SUPPLIED MATERIAL

• • •

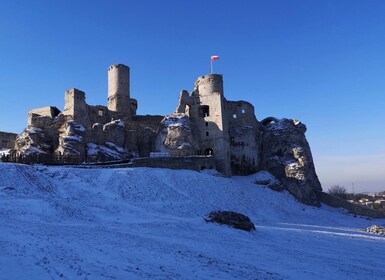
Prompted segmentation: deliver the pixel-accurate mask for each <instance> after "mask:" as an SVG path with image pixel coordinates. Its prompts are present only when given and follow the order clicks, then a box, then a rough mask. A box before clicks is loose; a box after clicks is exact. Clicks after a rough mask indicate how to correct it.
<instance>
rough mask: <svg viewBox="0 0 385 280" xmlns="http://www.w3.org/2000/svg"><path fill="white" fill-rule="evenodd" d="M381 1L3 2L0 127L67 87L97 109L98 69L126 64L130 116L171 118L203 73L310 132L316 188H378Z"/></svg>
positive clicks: (13, 122) (104, 1)
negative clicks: (218, 80)
mask: <svg viewBox="0 0 385 280" xmlns="http://www.w3.org/2000/svg"><path fill="white" fill-rule="evenodd" d="M384 14H385V1H381V0H378V1H374V0H373V1H372V0H371V1H354V0H319V1H316V0H314V1H309V0H291V1H288V0H276V1H274V0H272V1H271V0H265V1H252V0H250V1H242V0H240V1H230V0H229V1H226V0H222V1H209V0H206V1H200V0H195V1H177V0H174V1H168V0H162V1H157V0H153V1H145V0H144V1H124V0H121V1H117V0H109V1H101V0H94V1H79V0H76V1H75V0H66V1H42V0H40V1H18V0H12V1H11V0H9V1H5V0H0V97H1V103H0V104H1V110H0V131H11V132H17V133H19V132H21V131H22V130H23V129H24V128H25V127H26V125H27V112H28V110H29V109H32V108H37V107H42V106H47V105H55V106H57V107H58V108H59V109H62V108H63V105H64V91H65V90H67V89H69V88H72V87H76V88H78V89H81V90H83V91H85V92H86V95H87V102H88V103H89V104H106V99H107V68H108V66H109V65H110V64H114V63H123V64H127V65H129V66H130V67H131V96H132V97H133V98H136V99H137V100H138V103H139V110H138V113H139V114H164V115H165V114H169V113H172V112H173V111H174V110H175V107H176V105H177V101H178V96H179V91H180V90H181V89H187V90H192V88H193V84H194V81H195V79H196V78H197V77H198V76H201V75H204V74H207V73H208V72H209V71H210V62H209V57H210V56H211V55H218V56H219V57H220V60H219V61H217V62H216V63H215V72H218V73H222V74H223V75H224V82H225V95H226V98H227V99H228V100H241V99H242V100H247V101H250V102H251V103H253V104H254V106H255V111H256V116H257V119H258V120H262V119H263V118H265V117H268V116H275V117H278V118H281V117H287V118H295V119H299V120H301V121H302V122H303V123H305V124H306V125H307V127H308V132H307V134H306V135H307V139H308V141H309V143H310V145H311V147H312V151H313V157H314V160H315V164H316V168H317V172H318V175H319V177H320V180H321V182H322V183H323V187H324V188H325V189H327V187H328V186H330V185H332V184H342V185H345V186H346V187H348V189H351V186H352V183H354V185H355V190H356V191H365V190H383V189H385V111H384V106H385V97H384V94H385V16H384Z"/></svg>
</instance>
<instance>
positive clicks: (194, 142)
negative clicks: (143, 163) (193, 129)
mask: <svg viewBox="0 0 385 280" xmlns="http://www.w3.org/2000/svg"><path fill="white" fill-rule="evenodd" d="M195 146H196V144H195V142H194V139H193V135H192V124H191V121H190V119H189V117H188V116H187V115H186V114H184V113H174V114H171V115H169V116H166V117H165V118H164V119H163V120H162V122H161V124H160V127H159V129H158V135H157V139H156V149H157V150H158V151H160V152H163V153H167V154H170V155H171V156H173V155H175V156H183V155H191V154H192V153H193V151H194V150H195V149H196V147H195Z"/></svg>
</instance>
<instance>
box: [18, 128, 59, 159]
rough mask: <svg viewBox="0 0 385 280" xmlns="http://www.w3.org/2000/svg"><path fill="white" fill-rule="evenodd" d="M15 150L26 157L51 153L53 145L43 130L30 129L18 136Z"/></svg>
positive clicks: (40, 129)
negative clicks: (40, 154)
mask: <svg viewBox="0 0 385 280" xmlns="http://www.w3.org/2000/svg"><path fill="white" fill-rule="evenodd" d="M15 150H16V152H18V153H22V154H25V155H31V154H46V153H49V152H51V150H52V145H50V141H49V139H47V137H46V135H45V133H44V131H43V130H42V129H40V128H37V127H28V128H26V129H25V130H24V131H23V132H22V133H20V134H19V135H17V137H16V142H15Z"/></svg>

• • •

DIRECTIONS FOR THIS TASK
If a line in the data above includes the string "rough", copy it.

WORKED SOLUTION
Prompted segmentation: deliver the pixel-accurate mask for each <instance> after "mask:" as an SVG path with image pixel coordinates. Its prompts are present only when given and follow the order clicks, then a box, then a rough mask. A box before clicks is loose; a box after clicks is exact. Clicks after a rough mask indicate how to correct it.
rough mask: <svg viewBox="0 0 385 280" xmlns="http://www.w3.org/2000/svg"><path fill="white" fill-rule="evenodd" d="M381 1L3 2L0 127L67 87L97 109L98 69L126 64L130 116L171 118L203 73L310 132L316 188H378Z"/></svg>
rough mask: <svg viewBox="0 0 385 280" xmlns="http://www.w3.org/2000/svg"><path fill="white" fill-rule="evenodd" d="M15 150L26 157L51 153L53 145L43 130L30 129L18 136Z"/></svg>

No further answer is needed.